### [Action item]
Reproduce the Madonnaland entry word for word from "Book by Alina" up to and including "released in 2016.".

### [Reading passage]

::::

Madonnaland
- Book cover
- Editor: David Menconi
- Author: Alina Simone
- Cover artist: Lindsay Starr
- Language: English
- Series: American music
- Subject: Madonna; American music;
- Genre: Essay
- Publisher: University of Texas Press
- Publication date: March 1, 2016
- Publication place: United States
- Media type: Paperback
- Pages: 138
- ISBN: 978-0-292-75946-6

= Madonnaland =

Book by Alina Simone

Madonnaland: And Other Detours in Fame and Fandom is a non-fiction book written by American essayist and musician Alina Simone. It is a biography of American singer Madonna, as well the author's own analysis of music and pop culture. Upon its release on March 3, 2016 by University of Texas Press, Madonnaland received positive reviews from critics, who praised her writing and bold subject choice. Rolling Stone magazine listed it as one of the 10 Best Music Books released in 2016.

::::

Referring expression data:

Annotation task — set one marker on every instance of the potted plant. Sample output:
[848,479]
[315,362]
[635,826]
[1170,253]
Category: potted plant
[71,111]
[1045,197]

::::

### [Answer to this task]
Book by Alina Simone

Madonnaland: And Other Detours in Fame and Fandom is a non-fiction book written by American essayist and musician Alina Simone. It is a biography of American singer Madonna, as well the author's own analysis of music and pop culture. Upon its release on March 3, 2016 by University of Texas Press, Madonnaland received positive reviews from critics, who praised her writing and bold subject choice. Rolling Stone magazine listed it as one of the 10 Best Music Books released in 2016.